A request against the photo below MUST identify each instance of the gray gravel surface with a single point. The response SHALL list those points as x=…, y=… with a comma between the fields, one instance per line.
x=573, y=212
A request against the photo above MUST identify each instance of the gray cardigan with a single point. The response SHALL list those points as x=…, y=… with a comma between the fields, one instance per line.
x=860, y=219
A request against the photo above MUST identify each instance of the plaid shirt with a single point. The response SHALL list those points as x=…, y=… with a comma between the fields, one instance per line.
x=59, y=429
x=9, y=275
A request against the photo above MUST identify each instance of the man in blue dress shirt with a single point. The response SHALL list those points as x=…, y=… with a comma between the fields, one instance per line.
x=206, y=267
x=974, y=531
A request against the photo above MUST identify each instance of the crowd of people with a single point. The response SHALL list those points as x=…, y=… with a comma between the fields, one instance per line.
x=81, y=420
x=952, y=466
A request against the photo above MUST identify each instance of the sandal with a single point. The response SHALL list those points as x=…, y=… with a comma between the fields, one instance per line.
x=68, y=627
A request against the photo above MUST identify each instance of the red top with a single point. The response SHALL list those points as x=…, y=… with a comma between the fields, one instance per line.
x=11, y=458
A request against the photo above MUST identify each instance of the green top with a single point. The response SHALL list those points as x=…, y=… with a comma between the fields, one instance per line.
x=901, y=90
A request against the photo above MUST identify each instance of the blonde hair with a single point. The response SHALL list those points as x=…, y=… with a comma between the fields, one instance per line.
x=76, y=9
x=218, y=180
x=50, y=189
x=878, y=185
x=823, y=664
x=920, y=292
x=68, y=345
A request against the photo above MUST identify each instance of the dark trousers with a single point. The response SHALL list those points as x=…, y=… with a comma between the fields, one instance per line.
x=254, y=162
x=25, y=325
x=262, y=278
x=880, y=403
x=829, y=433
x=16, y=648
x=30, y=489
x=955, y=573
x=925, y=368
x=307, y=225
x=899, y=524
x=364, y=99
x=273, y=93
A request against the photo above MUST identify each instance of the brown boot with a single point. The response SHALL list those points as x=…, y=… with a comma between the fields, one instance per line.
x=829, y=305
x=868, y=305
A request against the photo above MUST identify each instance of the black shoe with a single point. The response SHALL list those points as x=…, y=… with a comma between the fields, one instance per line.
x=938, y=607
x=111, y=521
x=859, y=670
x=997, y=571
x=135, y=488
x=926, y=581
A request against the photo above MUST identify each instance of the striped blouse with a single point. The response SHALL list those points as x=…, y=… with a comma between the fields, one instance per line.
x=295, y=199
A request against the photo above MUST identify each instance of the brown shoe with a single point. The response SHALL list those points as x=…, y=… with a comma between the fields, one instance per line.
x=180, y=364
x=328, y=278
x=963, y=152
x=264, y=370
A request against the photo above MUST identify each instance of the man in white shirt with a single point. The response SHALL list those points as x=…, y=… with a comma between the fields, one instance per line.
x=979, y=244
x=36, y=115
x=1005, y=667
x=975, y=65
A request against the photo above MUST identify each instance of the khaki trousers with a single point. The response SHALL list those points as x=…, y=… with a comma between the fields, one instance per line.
+-------+
**What you need to do**
Beginning with the line that contains "of the blonde", quote each line exactly through the last line of the entries above, and nothing beyond them.

**Solved exercise**
A request against the photo above MUST identify each instance of the blonde hair with a single point. The response SHALL list those points as x=…, y=… with a comma between the fields, one instance per line.
x=76, y=9
x=218, y=180
x=50, y=189
x=878, y=185
x=823, y=664
x=920, y=292
x=68, y=345
A request against the photo above MUST identify each instance of the dark trousers with a single point. The response SHALL list those points as x=…, y=… with a comma between the fields, one instance per line.
x=254, y=162
x=25, y=325
x=262, y=278
x=880, y=403
x=829, y=433
x=16, y=648
x=30, y=489
x=955, y=573
x=925, y=368
x=307, y=225
x=899, y=524
x=364, y=99
x=273, y=93
A request against the photo above MUST identify each instance of the brown boot with a single point. The response SHALL list those points as x=…, y=… with a comma between the fields, one instance per line.
x=829, y=305
x=868, y=305
A request against the photo above MUST identify each instance of the black shoe with a single point. The response SHALL list those points as x=…, y=… with a comma between the fields, one instance per line.
x=938, y=607
x=111, y=521
x=859, y=670
x=997, y=571
x=135, y=488
x=926, y=581
A request against the photo above MUST identify each instance of the striped blouse with a single point. The response SHALL list those points as x=…, y=… with a comma between the fields, one instance per line.
x=295, y=199
A request against the photo above MUST identify each instance of the brown shoe with a single point. The response SHALL list those points as x=…, y=… with a comma between the fields, one instance per line.
x=180, y=364
x=328, y=278
x=963, y=152
x=264, y=370
A request against the photo above MUST identify each instance of the man in white shirt with a single point. The response SHALL list those points as x=…, y=… with a comma between the fields, one instance per line.
x=979, y=244
x=36, y=115
x=1005, y=667
x=975, y=65
A request against the photo above MUST identify each instance of the khaki trousers with a single point. The response SHALL list those points as x=…, y=… with a comma between the fields, one instance per line.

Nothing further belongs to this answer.